'''
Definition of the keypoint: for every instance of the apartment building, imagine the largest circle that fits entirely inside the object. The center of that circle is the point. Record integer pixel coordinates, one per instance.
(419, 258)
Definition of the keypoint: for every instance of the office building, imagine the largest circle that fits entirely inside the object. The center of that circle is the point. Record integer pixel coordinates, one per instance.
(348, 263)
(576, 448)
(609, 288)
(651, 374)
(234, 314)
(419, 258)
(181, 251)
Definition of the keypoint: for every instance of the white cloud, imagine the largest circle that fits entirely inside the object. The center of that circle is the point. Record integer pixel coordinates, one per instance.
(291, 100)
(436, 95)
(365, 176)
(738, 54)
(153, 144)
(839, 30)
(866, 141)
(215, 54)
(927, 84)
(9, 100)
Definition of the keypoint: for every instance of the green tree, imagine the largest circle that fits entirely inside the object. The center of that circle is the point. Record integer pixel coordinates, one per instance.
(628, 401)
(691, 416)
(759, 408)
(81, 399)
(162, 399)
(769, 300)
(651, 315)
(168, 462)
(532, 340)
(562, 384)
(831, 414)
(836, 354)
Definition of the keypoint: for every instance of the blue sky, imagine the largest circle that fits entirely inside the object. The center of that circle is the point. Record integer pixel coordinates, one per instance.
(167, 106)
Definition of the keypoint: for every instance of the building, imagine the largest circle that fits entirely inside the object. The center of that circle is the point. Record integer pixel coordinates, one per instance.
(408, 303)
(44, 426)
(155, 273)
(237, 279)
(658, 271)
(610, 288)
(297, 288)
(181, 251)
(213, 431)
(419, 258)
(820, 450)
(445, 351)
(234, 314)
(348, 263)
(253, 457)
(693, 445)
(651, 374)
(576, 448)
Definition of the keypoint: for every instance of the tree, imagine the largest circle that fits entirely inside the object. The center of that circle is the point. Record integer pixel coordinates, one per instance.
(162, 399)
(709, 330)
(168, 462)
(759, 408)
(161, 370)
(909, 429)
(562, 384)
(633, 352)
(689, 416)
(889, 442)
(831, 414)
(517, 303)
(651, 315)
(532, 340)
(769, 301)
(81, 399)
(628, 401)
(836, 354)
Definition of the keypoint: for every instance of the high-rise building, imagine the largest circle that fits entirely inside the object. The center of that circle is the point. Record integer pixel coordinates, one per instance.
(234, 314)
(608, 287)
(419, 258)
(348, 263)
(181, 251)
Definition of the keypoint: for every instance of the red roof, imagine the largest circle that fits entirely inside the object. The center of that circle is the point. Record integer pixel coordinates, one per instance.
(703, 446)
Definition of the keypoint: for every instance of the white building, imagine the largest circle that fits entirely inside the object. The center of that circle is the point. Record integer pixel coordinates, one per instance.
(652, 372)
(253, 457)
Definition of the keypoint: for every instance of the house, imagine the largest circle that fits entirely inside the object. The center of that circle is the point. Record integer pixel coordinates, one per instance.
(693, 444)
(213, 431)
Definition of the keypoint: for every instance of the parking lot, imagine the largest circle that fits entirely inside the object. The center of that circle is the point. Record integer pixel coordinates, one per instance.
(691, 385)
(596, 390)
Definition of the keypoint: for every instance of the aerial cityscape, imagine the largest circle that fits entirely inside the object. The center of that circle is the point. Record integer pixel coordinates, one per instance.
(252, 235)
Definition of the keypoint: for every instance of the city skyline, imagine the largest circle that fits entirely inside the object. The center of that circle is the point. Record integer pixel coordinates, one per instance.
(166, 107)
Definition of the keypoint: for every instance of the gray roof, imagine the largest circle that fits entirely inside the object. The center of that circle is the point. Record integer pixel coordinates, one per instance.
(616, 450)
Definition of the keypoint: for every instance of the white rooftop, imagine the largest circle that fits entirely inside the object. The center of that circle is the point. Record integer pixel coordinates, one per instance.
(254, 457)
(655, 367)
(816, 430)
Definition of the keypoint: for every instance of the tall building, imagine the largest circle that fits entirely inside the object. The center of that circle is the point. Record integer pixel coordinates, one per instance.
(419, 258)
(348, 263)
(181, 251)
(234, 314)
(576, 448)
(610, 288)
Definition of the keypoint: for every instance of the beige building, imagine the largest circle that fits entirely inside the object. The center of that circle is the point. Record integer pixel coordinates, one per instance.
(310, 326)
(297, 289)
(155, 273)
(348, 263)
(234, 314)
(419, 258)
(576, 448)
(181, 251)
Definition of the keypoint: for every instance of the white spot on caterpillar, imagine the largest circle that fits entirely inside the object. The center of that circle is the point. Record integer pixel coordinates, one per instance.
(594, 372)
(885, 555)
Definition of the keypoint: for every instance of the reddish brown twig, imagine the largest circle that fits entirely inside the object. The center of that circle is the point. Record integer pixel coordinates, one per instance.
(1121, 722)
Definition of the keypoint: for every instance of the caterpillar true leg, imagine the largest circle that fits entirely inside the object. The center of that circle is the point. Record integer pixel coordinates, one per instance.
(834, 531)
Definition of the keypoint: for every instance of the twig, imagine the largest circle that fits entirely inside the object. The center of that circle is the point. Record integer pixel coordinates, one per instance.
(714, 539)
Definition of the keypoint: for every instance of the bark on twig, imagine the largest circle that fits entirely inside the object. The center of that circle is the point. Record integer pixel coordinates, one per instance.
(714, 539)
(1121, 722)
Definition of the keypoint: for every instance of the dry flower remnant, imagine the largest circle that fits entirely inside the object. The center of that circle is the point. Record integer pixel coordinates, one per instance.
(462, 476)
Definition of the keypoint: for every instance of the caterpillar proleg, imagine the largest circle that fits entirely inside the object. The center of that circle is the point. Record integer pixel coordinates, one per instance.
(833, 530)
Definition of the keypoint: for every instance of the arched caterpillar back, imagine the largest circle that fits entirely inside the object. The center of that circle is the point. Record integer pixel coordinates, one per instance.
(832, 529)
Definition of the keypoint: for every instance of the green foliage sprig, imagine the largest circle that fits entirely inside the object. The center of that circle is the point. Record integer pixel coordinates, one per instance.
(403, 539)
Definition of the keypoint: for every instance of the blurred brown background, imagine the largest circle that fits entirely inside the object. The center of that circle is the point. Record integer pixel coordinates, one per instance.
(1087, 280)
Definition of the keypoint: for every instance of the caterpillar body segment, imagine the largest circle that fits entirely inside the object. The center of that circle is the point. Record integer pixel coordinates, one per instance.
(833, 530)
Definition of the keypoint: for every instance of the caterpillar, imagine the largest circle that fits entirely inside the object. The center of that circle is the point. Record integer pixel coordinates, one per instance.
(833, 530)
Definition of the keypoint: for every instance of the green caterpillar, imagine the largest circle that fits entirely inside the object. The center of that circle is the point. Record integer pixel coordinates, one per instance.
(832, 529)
'''
■ DO THIS: Word for word, write out the data.

■ RESPONSE TO THE TASK:
Definition of the keypoint: for every instance of the apartment building, imagine the largest circle that fits entirely inside the object. The center of that circle is the point. Record integer pixel coordinates, one per instance.
(419, 258)
Definition of the keypoint: for every instance of the office building, imagine the largest circle that fits entirely inside the object. The center of that circle is the point. Record integer pixel coordinates, one per instance.
(348, 263)
(576, 448)
(609, 288)
(651, 374)
(234, 314)
(419, 258)
(181, 251)
Definition of the keypoint: for every instance of the white cloud, imagine the largest circle that fits entirely inside the object. The center of that circle is the point. Record integer pixel coordinates, one per instance.
(291, 100)
(436, 95)
(365, 176)
(738, 54)
(153, 144)
(839, 30)
(866, 141)
(215, 54)
(927, 84)
(9, 100)
Definition of the keypoint: for every instance of the green tree, imagine the largest circle that fits entirely inside the object. The center of that circle is the point. Record integer pixel coordinates, one per instance.
(628, 401)
(691, 416)
(759, 408)
(81, 399)
(162, 399)
(769, 300)
(651, 315)
(168, 462)
(532, 340)
(562, 384)
(831, 414)
(836, 354)
Definition of the keypoint: for every instance of the blue sky, imagine the largest circle that fits entirely inside the object. The center of that circle is the point. Record integer pixel coordinates, one per instance.
(167, 106)
Definition of the keypoint: for every instance of the building, imagine the largest circle that fits entirely inside the object. The center of that circle is the point. Record integer pixel coordinates, one per instance.
(408, 303)
(44, 426)
(155, 273)
(237, 279)
(658, 271)
(610, 288)
(297, 288)
(181, 251)
(213, 431)
(419, 258)
(820, 450)
(445, 351)
(234, 314)
(348, 263)
(253, 457)
(693, 445)
(651, 374)
(576, 448)
Definition of the keypoint: for every instance of the tree, imagine the largest circle that fits entirely inside the object. The center of that circle is the point. Record integer pixel coordinates, one per instance.
(162, 399)
(709, 330)
(168, 462)
(759, 408)
(161, 370)
(909, 429)
(562, 384)
(633, 352)
(689, 416)
(889, 442)
(831, 414)
(517, 303)
(651, 315)
(532, 340)
(769, 301)
(81, 399)
(628, 401)
(836, 354)
Definition of the keypoint: for every instance of the high-rise building, imagine the largest circle that fits entirely inside the object. The center of that circle is the point. Record integer pixel coordinates, one per instance.
(234, 314)
(608, 287)
(419, 258)
(348, 263)
(181, 251)
Definition of the keypoint: for every instance of the red roof, imagine the largest circle that fits entirely inside the object. The center of that circle is the point. Record integer pixel coordinates, one per instance.
(703, 446)
Definition of the keypoint: for every instance of the white building, imagine the largest circle that fits entirely inside the object. The center of that circle is the point. Record integer pixel coordinates, one per instance.
(652, 372)
(253, 457)
Definition of the keypoint: for every instance of the house, imagine the largest circle that fits entirely inside the object. The center of that circle is the point. Record integer pixel coordinates, one per instance.
(693, 444)
(213, 431)
Definition of the keypoint: for every instance of the parking lot, imagine the largest circle that fits entirely inside the object. The center of that circle is the point. Record integer pixel coordinates, one per instance.
(691, 385)
(596, 390)
Definition of the keypoint: for every instance of the aerial cityscape, imagine the largest circle that fits entirely inside the object. The center of that circle is the point. Record integer pixel coordinates, one per instance.
(252, 235)
Definition of the keypoint: for every instance of the city skyline, imagine the largest circle that fits entirely inside the object. The center of that circle is the point. Record integer pixel coordinates, one per instance.
(166, 107)
Definition of the keypoint: for every instance of the gray roof, imagine the largest circle that fits entirely inside the object. The center of that circle is the point. Record integer pixel coordinates, one per instance.
(616, 450)
Definition of the keypoint: for every instance of the white rooftop, imagine the largest circle that fits entirely inside the object. The center of that circle is the point. Record integer pixel coordinates, one per instance.
(254, 457)
(655, 367)
(816, 430)
Definition of the keypoint: for every instance of the tall building, imagine the largest circle that fits entirely inside the object. The center of that circle is the point. Record integer pixel coordinates, one per instance.
(419, 258)
(348, 263)
(181, 251)
(234, 314)
(576, 448)
(610, 288)
Definition of the keypoint: for every instance of the beige building, imagine the largest circle that fits entirely inside the object. The center of that circle is the point. Record integer pixel coordinates, one per instance.
(310, 326)
(297, 289)
(155, 273)
(348, 263)
(234, 314)
(419, 258)
(576, 448)
(181, 251)
Definition of the keypoint: for every instance of the white spot on caterpillar, imagine the largest circle that fits entirely inside the object. The center of that circle is the point. Record integer pixel coordinates, one per instance.
(594, 372)
(885, 555)
Definition of the keypoint: for every instance of the reddish brown twig, imagine the largest circle that fits entirely inside the object. The center of that circle is the point. Record integer pixel coordinates, one per instance.
(1121, 722)
Definition of the keypoint: for every instance of the caterpillar true leg, imagine the largest circle that fits entirely inside the object. The center of that circle is the point. Record integer pixel coordinates, one per instance.
(834, 531)
Definition of the keypoint: for every instance of the twig, imagine the largest circle that fits entirely inside the object. The center of that circle is the point. Record integer pixel coordinates, one per instance.
(714, 539)
Definition of the keypoint: for every instance of the bark on twig, imagine the largest circle that fits entirely inside the object. The center of that circle is the point. Record integer pixel coordinates, one per instance.
(714, 539)
(1121, 722)
Definition of the keypoint: for every instance of the dry flower remnant, imagine the largest circle that fits entirely inside the object. The center of that circle is the point. Record integer pixel coordinates, one per instance.
(462, 476)
Definition of the keypoint: for every instance of the caterpillar proleg, imagine the largest circle that fits entirely inside the object. The center of that circle is the point. Record integer pixel coordinates, one per instance.
(833, 530)
Definition of the keypoint: for every instance of the arched caterpillar back, imagine the largest circle that fits entirely inside the object. The center of that circle is the point. Record integer pixel coordinates, one per instance.
(832, 529)
Definition of the keypoint: for every instance of the green foliage sprig, imagine the largest circle that fits entirely inside the object. The center of that circle is the point. Record integer pixel coordinates, one per instance.
(403, 539)
Definition of the keypoint: for every instance of the blurred brown background, imagine the largest circle that fits entirely inside the object. The center of that circle is the point. Record integer pixel coordinates, one per instance.
(1087, 280)
Definition of the keypoint: for every instance of the caterpillar body segment, imagine the largest circle that fits entirely inside the object. The center of that circle is the point. Record integer pixel coordinates, one per instance.
(833, 530)
Definition of the keypoint: for every instance of the caterpillar, imagine the largest circle that fits entirely inside the object. The center of that circle is the point. Record integer pixel coordinates, one per instance.
(833, 530)
Definition of the keypoint: for every instance of the green caterpillar, imagine the largest circle that fits entirely inside the object. The center of that circle is the point. Record integer pixel coordinates, one per instance.
(832, 529)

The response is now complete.